**Written problem**.
Reproduce all of the data below verbatim, line for line and in the original order.

>> Start Data supplied

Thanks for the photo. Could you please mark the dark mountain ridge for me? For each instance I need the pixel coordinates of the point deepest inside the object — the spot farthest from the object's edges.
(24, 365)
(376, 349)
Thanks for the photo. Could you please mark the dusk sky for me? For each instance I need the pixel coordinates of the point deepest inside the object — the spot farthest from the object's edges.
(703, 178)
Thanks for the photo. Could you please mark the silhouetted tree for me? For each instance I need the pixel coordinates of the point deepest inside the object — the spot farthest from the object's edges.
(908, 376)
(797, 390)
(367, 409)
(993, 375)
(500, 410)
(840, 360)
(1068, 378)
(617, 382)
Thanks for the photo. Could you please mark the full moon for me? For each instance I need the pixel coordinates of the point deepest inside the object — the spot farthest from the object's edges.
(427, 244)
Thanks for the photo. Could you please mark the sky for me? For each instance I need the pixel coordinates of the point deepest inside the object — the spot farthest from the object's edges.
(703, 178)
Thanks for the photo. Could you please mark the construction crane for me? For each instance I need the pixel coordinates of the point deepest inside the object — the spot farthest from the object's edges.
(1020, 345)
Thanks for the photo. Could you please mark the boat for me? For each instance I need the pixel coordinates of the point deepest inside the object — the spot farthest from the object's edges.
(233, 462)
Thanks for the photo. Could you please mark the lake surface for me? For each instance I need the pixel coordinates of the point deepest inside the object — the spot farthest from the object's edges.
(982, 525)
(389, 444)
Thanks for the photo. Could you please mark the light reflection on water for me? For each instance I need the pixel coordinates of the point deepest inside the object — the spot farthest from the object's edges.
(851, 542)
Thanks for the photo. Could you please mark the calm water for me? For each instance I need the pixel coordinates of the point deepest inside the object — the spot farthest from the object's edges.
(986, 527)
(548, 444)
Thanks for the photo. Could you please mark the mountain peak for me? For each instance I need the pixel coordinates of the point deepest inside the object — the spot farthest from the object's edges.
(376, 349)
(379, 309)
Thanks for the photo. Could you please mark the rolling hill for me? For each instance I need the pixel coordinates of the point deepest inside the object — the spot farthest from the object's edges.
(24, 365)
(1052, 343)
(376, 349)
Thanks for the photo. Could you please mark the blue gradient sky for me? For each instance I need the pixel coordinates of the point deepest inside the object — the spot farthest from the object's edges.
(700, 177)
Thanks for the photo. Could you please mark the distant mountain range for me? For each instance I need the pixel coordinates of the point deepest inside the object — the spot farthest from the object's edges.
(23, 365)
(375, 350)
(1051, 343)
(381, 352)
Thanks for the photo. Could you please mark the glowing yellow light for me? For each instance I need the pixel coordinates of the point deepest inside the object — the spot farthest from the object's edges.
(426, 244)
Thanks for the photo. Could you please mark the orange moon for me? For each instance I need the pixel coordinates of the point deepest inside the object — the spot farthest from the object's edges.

>> End Data supplied

**Solution to the exercise**.
Thanks for the photo. Could you please mark the dark mountain ridge for me? For each instance I need the pixel coordinates of the point deepest inside the object — the spot farthest from the object's edges.
(24, 365)
(376, 349)
Thanks for the photo. Could you please mark the dusk sky for me? For each instance I need the pixel coordinates of the point deepest inside the object — the spot farthest from the object's edges.
(703, 178)
Thanks for the photo. Could you please mark the silhouetted tree for me? For each instance I need the pixel coordinates of the point deepest inside the object — the spot farthest from the object's edges.
(908, 376)
(797, 390)
(367, 409)
(993, 375)
(500, 410)
(840, 360)
(1068, 378)
(617, 382)
Thanks for the photo. Could you please mark the full moon for me? For each instance I need the pixel coordinates of the point deepest inside the object — the spot farthest from the object's edges.
(427, 244)
Thanks for the photo. Could you please mark the sky for me? For each instance I need the pixel coordinates of the point deepest inside the object — the spot farthest from the object's edges.
(703, 178)
Thanks for the photo. Could you please mark the construction crane for me? For each instance I need the pixel coordinates of the point deepest inside the object — the spot farthest from the object's edges.
(1020, 345)
Thanks for the photo. Could you please mark the boat for me? For each instance I need the pixel coordinates of the point deepest inside the object — the spot farthest from the object's edges.
(233, 462)
Thanks for the photo. Could you please mark the lake surface for me? For each instance I need the pixel coordinates of the point deepest inside the object — the spot farthest from the object's edges.
(982, 525)
(389, 444)
Thanks for the photo. Could you please mark the light reflection on water for me? For each instance I need the pixel coordinates of the point deepest inside the object — the spot farthest from the object's edges.
(851, 542)
Thanks for the photo. Could you please mark the calm water for me? For each instance I need the pixel coordinates of the point deepest inside the object — the spot farthest from the object's edges.
(986, 527)
(548, 444)
Thanks for the photo. Could you please mark the mountain peak for me? For each instance I need the pixel coordinates of the point deepest inside the object — the spot farthest from the object's edges.
(376, 349)
(379, 309)
Thanks for the photo. Could you please mark the rolling hill for me? For each instance I need the pixel coordinates of the point deepest inside the object — the spot farthest from the object's edges.
(24, 365)
(1052, 343)
(376, 349)
Thanks for the photo. Could you please mark the blue gradient sky for me? For each instance I need the pixel coordinates of the point deepest inside the object — the spot farthest from the object's edges.
(700, 177)
Thanks for the photo. Could you please mark the distant mountain range for me? For each instance I need the pixel coordinates of the point deepest inside the object — the spot farthest from the object's edges.
(23, 365)
(375, 350)
(1051, 343)
(381, 352)
Thanks for the photo. Could you please mark the glowing yellow light for me? For each instance I need the pixel coordinates of the point deepest inside the object — the spot farthest from the object's edges.
(426, 244)
Thanks for the photo. Could you please mark the orange moon for me? For each instance I need the pixel coordinates of the point deepest inside the object — the spot farthest from the object's edges.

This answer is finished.